Zadanie A » Co według fragmentu dokumentu przewiduje się najpierw, zanim zostanie przewidziany wynik danej osoby?
Zadanie B » Proszę przepisać z fragmentu dokumentu część, która otwiera się słowami zawierającymi "## Przygotowanie danych" i zamyka słowami "przewidujemy jej wynik.".

In [None]:
import matplotlib.pyplot as plt
import numpy as np
import pandas as pd
import seaborn as sns
import math
from sklearn.ensemble import RandomForestClassifier
from sklearn.model_selection import train_test_split
from sklearn.linear_model import LogisticRegression
from sklearn import linear_model
from sklearn.model_selection import GridSearchCV
from sklearn import svm
from sklearn.neural_network import MLPClassifier
from sklearn.neural_network import MLPRegressor
from sklearn.metrics import mean_squared_error
import warnings
warnings.filterwarnings('ignore')
from category_encoders import OneHotEncoder

## Przygotowanie danych 

In [None]:
data=pd.DataFrame(pd.read_json('https://api.apispreadsheets.com/api/dataset/school-grades/',orient='split'))
data.info()

## Inżynieria cech 
### Kodowanie kategoryczne i dodanie kolumny "Czy dostał 0 pkt"

Chcąc lepiej przewidywać wyniki postanowiliśmy inaczej potraktować osoby z zerowym wynikiem. Nasz plan jest taki, aby najpierw przewidywać czy osoba dostanie 0 pkt, a następnie, jeśli z przewidywania wyjdzie że nie powinna dostać 0 pkt, przewidujemy jej wynik.

In [None]:
data['schoolsup'].describe()

Dane wejściowe »

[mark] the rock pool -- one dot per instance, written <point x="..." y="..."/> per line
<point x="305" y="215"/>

Wynik A » Najpierw przewiduje się, czy osoba dostanie 0 pkt.

Wynik B »
## Przygotowanie danych 

In [None]:
data=pd.DataFrame(pd.read_json('https://api.apispreadsheets.com/api/dataset/school-grades/',orient='split'))
data.info()

## Inżynieria cech 
### Kodowanie kategoryczne i dodanie kolumny "Czy dostał 0 pkt"

Chcąc lepiej przewidywać wyniki postanowiliśmy inaczej potraktować osoby z zerowym wynikiem. Nasz plan jest taki, aby najpierw przewidywać czy osoba dostanie 0 pkt, a następnie, jeśli z przewidywania wyjdzie że nie powinna dostać 0 pkt, przewidujemy jej wynik.